TASK OBJECTIVE ::
Count how many lines in the items below contain the word "orange". Reply with that number alone.

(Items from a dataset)

+++++

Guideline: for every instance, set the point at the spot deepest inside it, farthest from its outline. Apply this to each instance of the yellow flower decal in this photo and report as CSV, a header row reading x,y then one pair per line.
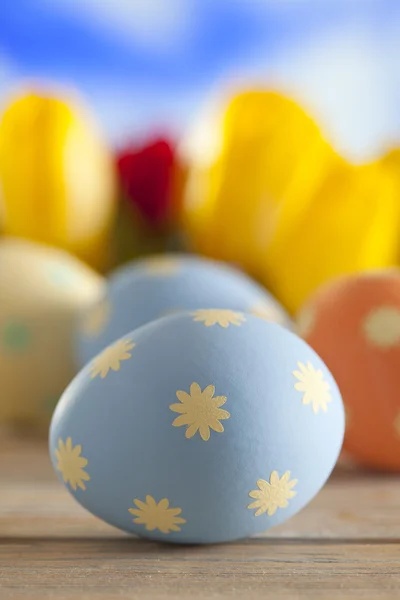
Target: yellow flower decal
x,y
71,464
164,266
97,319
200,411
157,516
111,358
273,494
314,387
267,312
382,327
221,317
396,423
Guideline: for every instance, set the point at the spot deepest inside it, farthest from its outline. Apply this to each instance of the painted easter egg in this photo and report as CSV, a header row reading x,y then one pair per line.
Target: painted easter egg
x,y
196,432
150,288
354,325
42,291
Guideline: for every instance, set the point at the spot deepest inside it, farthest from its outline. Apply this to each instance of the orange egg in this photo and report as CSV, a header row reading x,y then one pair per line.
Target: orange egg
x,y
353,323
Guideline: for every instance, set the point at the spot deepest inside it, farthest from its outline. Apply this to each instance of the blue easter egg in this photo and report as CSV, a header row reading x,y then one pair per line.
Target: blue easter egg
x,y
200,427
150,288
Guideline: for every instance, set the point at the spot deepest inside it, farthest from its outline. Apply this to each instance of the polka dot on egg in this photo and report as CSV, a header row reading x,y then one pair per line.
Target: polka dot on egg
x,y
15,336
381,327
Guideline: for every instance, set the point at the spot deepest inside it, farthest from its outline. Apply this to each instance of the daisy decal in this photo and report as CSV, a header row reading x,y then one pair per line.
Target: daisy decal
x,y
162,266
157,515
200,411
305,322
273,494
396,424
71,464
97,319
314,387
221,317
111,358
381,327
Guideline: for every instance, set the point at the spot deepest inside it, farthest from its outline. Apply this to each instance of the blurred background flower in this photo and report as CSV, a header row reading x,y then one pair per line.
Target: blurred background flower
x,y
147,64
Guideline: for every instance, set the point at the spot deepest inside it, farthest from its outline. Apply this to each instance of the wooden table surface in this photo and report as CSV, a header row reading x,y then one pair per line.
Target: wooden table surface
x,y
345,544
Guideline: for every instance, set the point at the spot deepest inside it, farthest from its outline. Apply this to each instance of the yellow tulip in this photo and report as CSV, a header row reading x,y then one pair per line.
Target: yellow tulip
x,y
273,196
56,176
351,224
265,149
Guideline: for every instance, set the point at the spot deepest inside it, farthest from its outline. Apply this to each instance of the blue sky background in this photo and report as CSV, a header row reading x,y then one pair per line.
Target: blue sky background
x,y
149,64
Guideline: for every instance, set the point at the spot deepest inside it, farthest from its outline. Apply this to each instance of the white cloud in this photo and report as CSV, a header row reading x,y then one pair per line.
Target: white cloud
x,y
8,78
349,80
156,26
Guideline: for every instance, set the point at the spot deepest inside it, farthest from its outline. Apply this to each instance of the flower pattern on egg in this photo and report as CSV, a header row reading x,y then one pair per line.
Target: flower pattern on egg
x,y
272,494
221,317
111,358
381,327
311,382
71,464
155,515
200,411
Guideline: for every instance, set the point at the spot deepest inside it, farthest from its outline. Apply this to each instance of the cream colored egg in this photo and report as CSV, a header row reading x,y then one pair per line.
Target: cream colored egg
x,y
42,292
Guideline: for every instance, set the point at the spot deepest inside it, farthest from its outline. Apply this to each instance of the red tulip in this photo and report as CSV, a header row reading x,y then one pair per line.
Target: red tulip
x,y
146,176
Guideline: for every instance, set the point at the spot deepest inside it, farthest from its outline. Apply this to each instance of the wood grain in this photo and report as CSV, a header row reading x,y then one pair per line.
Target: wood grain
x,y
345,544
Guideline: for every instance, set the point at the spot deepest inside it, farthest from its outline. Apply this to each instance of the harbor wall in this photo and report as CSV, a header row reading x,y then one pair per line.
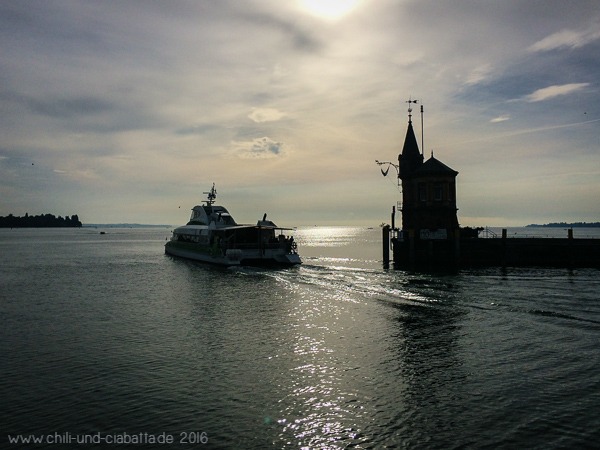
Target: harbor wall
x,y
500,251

+++++

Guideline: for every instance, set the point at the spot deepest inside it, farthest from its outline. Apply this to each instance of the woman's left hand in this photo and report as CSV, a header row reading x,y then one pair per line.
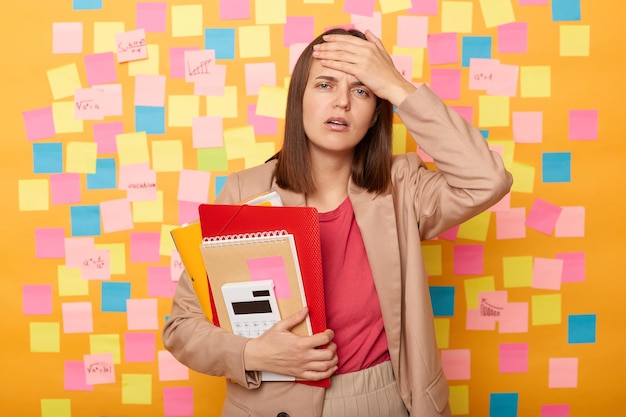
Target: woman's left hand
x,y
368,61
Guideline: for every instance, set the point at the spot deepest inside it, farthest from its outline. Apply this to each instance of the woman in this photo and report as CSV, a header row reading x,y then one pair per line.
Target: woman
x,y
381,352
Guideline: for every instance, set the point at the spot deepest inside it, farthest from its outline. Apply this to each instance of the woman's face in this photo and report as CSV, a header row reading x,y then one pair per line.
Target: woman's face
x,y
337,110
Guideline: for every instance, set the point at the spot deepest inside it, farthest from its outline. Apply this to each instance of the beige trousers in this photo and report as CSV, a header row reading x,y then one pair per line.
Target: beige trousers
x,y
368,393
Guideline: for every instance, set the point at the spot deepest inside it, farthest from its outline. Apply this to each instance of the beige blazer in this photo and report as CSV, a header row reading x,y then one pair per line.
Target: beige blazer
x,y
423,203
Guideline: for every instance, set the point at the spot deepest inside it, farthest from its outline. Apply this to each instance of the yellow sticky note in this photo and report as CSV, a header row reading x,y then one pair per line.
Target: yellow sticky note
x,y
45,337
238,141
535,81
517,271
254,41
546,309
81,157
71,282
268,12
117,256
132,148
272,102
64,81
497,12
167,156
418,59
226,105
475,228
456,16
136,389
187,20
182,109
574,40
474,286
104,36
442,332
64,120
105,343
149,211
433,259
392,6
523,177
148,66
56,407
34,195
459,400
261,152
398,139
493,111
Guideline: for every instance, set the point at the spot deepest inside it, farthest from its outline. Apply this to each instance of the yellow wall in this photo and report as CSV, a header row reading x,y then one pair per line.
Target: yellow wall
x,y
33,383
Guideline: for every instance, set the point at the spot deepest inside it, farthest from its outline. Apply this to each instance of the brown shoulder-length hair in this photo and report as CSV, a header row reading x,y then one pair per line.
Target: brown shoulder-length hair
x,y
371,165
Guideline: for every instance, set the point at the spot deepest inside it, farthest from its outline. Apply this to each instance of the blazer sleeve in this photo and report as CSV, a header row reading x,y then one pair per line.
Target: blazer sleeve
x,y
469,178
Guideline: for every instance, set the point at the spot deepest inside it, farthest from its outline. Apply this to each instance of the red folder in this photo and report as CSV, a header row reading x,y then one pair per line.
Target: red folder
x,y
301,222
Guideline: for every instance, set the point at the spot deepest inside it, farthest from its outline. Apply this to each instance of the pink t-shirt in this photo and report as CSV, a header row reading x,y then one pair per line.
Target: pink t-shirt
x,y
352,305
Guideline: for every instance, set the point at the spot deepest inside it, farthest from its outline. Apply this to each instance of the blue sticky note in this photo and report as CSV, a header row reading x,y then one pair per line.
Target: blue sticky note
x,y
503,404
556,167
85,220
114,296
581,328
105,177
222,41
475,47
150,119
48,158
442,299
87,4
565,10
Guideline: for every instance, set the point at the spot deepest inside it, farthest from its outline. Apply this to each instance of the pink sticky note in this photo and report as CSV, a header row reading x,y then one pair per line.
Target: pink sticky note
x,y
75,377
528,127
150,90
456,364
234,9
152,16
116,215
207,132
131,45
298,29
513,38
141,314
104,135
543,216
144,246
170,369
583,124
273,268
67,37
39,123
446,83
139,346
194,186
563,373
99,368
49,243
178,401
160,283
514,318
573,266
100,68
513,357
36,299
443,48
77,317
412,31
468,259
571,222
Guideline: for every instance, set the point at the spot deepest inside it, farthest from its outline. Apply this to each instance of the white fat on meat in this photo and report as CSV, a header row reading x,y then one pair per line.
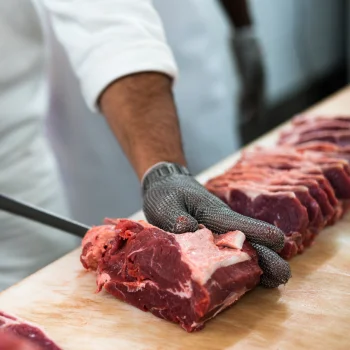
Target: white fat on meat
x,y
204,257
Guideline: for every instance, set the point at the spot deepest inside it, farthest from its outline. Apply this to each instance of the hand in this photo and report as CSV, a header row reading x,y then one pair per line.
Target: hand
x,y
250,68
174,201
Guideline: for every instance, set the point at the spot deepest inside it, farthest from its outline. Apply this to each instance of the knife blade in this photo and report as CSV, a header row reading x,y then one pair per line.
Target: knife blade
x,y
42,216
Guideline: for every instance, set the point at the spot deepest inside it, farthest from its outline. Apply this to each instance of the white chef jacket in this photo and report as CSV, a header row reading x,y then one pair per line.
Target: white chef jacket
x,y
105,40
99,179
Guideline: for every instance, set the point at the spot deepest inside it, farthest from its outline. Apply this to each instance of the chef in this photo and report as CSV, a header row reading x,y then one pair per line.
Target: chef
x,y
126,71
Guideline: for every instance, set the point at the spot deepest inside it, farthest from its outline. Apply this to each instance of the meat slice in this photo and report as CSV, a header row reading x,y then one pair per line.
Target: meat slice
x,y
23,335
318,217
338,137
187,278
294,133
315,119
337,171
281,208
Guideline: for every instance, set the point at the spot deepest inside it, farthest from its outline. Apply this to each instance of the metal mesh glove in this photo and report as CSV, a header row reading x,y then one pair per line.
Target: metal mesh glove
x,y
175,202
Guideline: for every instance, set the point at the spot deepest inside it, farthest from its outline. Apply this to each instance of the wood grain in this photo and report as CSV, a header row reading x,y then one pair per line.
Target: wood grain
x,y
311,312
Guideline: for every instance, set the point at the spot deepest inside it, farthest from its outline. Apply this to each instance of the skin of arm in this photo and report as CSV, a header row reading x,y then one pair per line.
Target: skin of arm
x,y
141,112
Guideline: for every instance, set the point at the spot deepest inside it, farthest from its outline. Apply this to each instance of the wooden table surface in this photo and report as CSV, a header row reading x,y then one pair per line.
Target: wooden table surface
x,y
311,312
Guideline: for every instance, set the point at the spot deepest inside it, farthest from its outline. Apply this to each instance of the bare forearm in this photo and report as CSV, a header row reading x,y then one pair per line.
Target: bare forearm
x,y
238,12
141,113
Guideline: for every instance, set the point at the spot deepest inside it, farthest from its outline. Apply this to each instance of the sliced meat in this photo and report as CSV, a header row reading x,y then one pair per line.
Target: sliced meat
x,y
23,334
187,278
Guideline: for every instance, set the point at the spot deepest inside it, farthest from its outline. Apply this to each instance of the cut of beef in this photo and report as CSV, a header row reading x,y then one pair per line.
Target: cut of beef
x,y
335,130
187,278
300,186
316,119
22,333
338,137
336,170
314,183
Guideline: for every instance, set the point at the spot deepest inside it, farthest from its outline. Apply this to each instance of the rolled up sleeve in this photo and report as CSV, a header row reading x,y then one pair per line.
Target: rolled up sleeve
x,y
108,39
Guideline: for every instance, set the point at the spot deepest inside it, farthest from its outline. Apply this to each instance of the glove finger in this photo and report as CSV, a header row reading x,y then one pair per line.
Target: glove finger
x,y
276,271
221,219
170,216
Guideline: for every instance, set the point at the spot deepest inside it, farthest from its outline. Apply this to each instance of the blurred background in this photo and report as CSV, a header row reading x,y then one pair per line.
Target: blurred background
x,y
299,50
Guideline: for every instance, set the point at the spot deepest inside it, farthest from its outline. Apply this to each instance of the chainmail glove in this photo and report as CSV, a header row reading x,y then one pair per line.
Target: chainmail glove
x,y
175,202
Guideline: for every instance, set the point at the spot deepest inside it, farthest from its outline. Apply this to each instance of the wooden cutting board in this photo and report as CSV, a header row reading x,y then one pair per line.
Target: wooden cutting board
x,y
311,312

+++++

WRITTEN ANSWER ::
2